◆ EXERCISE REQUIREMENTS
Show every line from both blocks of entries below that contains the word "wooden".

▶

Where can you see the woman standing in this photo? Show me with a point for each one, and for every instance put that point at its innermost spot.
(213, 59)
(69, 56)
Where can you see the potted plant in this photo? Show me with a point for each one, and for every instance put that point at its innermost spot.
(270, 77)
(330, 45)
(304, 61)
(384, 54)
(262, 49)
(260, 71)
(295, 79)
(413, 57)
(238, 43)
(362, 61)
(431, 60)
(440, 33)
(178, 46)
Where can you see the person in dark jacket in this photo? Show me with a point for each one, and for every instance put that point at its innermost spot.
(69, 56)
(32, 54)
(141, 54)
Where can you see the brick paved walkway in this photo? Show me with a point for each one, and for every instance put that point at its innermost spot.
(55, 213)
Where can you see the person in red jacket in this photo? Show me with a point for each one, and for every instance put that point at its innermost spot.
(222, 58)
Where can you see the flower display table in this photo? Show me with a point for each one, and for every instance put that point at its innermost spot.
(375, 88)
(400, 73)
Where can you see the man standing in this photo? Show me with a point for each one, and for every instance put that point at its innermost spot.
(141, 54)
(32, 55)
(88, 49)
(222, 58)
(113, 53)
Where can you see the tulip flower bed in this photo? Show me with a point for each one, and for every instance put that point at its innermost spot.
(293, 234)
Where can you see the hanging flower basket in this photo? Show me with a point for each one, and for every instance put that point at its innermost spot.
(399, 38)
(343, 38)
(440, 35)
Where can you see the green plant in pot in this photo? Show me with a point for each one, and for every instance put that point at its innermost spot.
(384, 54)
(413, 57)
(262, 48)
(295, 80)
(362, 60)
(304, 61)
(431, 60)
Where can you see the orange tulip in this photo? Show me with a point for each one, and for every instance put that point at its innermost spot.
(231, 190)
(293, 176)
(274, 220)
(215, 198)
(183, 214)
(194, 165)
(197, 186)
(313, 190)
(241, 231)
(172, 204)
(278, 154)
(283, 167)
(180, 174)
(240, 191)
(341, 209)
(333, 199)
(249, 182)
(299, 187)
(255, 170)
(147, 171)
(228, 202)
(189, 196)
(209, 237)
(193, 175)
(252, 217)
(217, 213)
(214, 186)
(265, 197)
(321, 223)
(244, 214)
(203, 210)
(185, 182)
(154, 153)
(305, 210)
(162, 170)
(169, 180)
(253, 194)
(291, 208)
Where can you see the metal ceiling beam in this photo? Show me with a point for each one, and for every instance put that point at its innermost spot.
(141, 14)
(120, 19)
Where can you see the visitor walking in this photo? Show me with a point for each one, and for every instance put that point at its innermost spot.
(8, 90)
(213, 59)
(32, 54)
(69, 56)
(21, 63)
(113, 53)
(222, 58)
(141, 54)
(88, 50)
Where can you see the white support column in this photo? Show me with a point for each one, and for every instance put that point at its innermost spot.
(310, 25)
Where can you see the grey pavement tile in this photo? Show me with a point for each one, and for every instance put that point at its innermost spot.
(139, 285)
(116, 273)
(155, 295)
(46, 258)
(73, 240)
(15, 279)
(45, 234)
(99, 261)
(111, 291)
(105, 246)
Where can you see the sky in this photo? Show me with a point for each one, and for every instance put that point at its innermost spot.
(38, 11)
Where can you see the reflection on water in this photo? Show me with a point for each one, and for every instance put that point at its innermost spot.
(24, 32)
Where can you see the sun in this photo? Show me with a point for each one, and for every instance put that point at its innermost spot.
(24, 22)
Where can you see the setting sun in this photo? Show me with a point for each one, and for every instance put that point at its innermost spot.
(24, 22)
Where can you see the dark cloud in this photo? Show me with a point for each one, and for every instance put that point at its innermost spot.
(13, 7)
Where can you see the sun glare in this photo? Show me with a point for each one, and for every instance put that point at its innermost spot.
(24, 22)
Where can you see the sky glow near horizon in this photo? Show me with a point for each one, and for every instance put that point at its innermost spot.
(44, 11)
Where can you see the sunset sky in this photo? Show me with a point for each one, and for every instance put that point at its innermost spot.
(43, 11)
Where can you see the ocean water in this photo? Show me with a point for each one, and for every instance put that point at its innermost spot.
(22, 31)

◀
▶

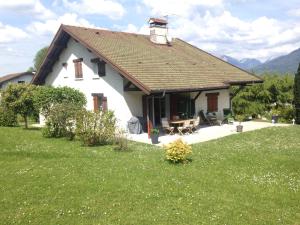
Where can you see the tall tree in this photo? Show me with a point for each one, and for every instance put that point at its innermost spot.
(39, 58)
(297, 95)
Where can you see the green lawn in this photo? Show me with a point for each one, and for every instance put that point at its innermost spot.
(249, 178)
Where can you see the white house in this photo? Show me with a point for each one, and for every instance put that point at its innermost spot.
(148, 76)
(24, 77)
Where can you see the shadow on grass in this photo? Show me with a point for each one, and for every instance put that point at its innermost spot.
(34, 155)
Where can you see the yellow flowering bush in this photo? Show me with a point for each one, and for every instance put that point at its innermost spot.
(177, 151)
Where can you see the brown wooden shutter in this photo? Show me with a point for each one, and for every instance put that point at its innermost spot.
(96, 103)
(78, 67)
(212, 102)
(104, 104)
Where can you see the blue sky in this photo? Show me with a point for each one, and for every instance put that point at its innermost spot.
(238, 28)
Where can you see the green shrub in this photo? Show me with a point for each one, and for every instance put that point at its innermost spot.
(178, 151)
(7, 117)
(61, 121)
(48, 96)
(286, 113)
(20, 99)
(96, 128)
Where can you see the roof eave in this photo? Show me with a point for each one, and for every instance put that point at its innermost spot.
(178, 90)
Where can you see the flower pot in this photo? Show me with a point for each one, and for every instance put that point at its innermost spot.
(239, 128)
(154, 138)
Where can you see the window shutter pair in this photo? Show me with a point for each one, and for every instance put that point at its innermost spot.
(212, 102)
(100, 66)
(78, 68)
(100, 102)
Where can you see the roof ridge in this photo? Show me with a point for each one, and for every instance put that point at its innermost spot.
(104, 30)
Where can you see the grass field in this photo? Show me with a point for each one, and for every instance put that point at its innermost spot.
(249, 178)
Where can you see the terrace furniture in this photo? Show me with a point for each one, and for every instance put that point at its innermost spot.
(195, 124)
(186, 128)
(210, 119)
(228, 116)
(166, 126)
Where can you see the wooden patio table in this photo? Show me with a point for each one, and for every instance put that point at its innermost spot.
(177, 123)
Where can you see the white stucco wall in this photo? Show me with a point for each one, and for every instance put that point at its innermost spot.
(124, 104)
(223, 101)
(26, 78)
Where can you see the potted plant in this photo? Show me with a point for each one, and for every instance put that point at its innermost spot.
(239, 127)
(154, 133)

◀

◆ OUTPUT
Where can you see the brown wooden shutter in this photo? Show me with a point for each one, and for every instance put that point at its innermost spot.
Where can you see the wooden patio table in this photo? Show me with a point for each one, and for every instance put that point at its innermost spot.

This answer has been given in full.